- Labeled-object pointing entries
>> Start
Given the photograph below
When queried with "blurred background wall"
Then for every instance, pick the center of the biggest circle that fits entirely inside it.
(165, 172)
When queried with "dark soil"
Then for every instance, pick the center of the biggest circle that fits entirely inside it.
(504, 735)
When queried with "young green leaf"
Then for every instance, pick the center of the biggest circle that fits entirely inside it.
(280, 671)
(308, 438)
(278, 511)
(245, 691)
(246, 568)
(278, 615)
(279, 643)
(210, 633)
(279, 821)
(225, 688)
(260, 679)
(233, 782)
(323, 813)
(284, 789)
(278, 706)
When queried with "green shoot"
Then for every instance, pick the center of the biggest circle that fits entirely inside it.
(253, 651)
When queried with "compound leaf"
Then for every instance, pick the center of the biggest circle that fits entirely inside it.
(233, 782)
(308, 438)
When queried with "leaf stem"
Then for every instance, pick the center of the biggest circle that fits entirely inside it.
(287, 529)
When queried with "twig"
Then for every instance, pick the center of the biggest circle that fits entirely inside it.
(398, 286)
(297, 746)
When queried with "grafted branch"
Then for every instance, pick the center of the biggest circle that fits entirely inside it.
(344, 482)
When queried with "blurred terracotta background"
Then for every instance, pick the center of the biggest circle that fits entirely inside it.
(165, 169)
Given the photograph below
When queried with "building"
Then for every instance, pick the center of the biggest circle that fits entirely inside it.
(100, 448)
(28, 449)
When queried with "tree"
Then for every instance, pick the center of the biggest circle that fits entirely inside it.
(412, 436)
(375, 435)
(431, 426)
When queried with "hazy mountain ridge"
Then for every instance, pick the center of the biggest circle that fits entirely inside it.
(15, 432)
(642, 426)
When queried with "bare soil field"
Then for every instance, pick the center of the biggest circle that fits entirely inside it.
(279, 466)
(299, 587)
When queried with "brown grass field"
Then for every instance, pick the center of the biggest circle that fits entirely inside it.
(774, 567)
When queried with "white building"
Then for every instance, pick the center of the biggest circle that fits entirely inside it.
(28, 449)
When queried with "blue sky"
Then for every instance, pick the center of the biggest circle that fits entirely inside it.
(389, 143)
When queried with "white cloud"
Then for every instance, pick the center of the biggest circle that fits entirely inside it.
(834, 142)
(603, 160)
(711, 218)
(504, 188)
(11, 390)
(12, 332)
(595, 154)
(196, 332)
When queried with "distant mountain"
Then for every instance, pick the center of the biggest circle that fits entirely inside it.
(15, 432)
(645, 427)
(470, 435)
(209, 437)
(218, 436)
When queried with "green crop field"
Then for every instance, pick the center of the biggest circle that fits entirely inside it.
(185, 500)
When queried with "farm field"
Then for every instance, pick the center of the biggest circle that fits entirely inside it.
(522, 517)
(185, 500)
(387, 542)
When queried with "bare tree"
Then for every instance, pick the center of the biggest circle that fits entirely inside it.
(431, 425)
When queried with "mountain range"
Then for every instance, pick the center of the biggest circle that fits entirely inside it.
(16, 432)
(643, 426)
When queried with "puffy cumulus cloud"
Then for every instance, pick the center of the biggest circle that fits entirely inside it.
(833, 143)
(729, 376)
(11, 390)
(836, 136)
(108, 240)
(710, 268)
>> End
Your task is to repeat every line exactly.

Given the photograph below
When queried with "blurred background wall"
Then for every instance, pick the center of the biggest circle that fits entirely inside it.
(165, 172)
When queried with "dark soil"
Then for every instance, pick the center of the biggest circle that fits entirely inside it.
(504, 735)
When queried with "young green leaf"
Then for every instance, pick the center of the biggest circle that fits entirely inside it.
(280, 671)
(308, 438)
(278, 511)
(245, 691)
(246, 568)
(278, 615)
(279, 643)
(210, 633)
(279, 821)
(225, 688)
(260, 679)
(233, 782)
(323, 813)
(284, 789)
(278, 706)
When queried with "green shoot"
Then for every instance, pick the center of the biggest circle that fits entirely inside it.
(253, 651)
When queried with "compound leaf"
Then for every instance, pick the center of the biggest circle that fits entirely inside it.
(233, 782)
(308, 438)
When queried with "leaf stem"
Then for every instance, pick the center of the biggest circle that fits entirely inside it.
(287, 529)
When queried with "twig"
Then for every instance, pick the center of the biggest circle that fits entirely inside it.
(398, 286)
(297, 746)
When queried with "grafted branch"
Then for every instance, pick the center of the biggest circle that fits entirely inside it.
(344, 482)
When queried with "blurred terracotta background"
Then for every instance, pick the center of the biggest circle that fits entirely inside it.
(165, 169)
Given the photograph below
When queried with "building"
Then for every instance, pick the center of the biggest circle that fits entirely inside it.
(100, 448)
(28, 449)
When queried with "tree"
Then for every instance, pick the center of the biggest circle that fits entirely inside it.
(412, 436)
(375, 435)
(431, 426)
When queried with "hazy mountain ridge"
Then for every instance, pick the center of the biggest circle that fits entirely inside it.
(15, 432)
(642, 426)
When queried with "bare soil field"
Then for every instance, pick the center of the biggest circle that fits entirely inside it.
(279, 466)
(299, 587)
When queried with "brown grass field"
Then for every instance, pick the center of the biggest circle that fits entirely inside it.
(774, 567)
When queried with "white building"
Then for every instance, pick the center of the biggest circle that fits entirely inside it.
(28, 449)
When queried with "blue sky"
Then for every instance, pick the center of the biggest circle that fits entirely inside it.
(389, 143)
When queried with "white cloud"
Then for every instance, pick the center of the biggest circle that fits entirely inside it.
(834, 142)
(603, 160)
(711, 218)
(504, 188)
(11, 390)
(12, 332)
(595, 154)
(196, 332)
When queried with "distant mountain"
Then for every instance, pick the center of the biggest circle that fits entirely inside it.
(15, 432)
(645, 427)
(470, 435)
(209, 437)
(218, 436)
When queried with "green crop field"
Then for every instance, pick the center of the biggest circle that fits entirely inside it.
(185, 500)
When queried with "farm field"
Then for every instance, pick the center of the biggest circle that fits entirely inside it.
(522, 517)
(185, 500)
(387, 542)
When queried with "bare tree"
Then for every instance, pick the center of the biggest circle that fits entirely inside it.
(431, 425)
When queried with "mountain range"
Then for every instance, pick the center of the biggest circle that fits entirely inside it.
(16, 432)
(643, 426)
When queried with "puffy cumulus cloud"
Then for every instance, pick the center of the biggest circle that fits entirely inside it.
(833, 143)
(729, 376)
(11, 390)
(836, 136)
(108, 240)
(710, 268)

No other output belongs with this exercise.